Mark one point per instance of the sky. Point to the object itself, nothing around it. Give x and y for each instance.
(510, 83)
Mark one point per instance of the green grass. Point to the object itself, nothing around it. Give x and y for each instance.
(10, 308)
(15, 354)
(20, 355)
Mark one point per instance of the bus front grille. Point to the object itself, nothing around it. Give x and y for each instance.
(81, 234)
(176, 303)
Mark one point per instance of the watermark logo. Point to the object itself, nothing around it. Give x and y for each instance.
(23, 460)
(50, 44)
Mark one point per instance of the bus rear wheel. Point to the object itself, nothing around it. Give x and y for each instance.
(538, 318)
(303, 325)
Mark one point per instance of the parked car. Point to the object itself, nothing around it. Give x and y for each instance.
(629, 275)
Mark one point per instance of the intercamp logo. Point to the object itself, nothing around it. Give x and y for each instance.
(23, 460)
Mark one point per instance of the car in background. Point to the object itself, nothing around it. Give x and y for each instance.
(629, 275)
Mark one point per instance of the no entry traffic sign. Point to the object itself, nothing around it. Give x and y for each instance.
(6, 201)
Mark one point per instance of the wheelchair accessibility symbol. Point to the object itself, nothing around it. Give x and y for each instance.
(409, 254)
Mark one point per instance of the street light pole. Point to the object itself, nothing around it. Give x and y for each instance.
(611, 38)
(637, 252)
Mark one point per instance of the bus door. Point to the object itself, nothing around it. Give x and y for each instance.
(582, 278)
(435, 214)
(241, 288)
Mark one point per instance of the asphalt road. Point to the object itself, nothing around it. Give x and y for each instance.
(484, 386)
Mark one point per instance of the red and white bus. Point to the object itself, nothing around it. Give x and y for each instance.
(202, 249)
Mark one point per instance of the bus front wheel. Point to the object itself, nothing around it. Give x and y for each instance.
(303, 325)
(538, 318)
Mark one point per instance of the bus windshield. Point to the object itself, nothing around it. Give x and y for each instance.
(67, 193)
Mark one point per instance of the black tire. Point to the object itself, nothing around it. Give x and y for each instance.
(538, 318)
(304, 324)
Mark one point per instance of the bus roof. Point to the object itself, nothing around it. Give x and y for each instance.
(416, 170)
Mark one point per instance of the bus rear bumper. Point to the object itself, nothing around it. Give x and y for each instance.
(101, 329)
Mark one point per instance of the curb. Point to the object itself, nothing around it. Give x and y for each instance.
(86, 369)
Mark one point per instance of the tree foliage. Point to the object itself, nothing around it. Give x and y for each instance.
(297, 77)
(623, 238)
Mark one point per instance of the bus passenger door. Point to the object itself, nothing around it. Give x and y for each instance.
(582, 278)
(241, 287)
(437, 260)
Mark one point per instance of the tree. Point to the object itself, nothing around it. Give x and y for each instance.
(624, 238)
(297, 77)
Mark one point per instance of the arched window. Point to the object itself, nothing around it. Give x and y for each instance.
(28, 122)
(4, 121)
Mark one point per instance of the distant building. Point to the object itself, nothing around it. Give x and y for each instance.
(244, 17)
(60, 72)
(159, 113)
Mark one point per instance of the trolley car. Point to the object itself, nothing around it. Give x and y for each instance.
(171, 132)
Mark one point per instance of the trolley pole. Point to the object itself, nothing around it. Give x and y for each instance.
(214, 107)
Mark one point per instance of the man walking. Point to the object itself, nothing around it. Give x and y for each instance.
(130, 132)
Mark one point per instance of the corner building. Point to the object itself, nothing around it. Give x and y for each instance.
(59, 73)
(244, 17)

----

Your task
Your task is to set down exactly the lines from the line containing "Mark one point per instance of the man" to the end of the data above, including both ends.

Answer to the exercise
Mark one point per instance of the man walking. Point to the object itself, nothing around it. Give x and y for each instance.
(130, 132)
Mark one point per instance of the corner building. Point to the object itself, nothing around it. Give x and y for each instance.
(59, 73)
(244, 17)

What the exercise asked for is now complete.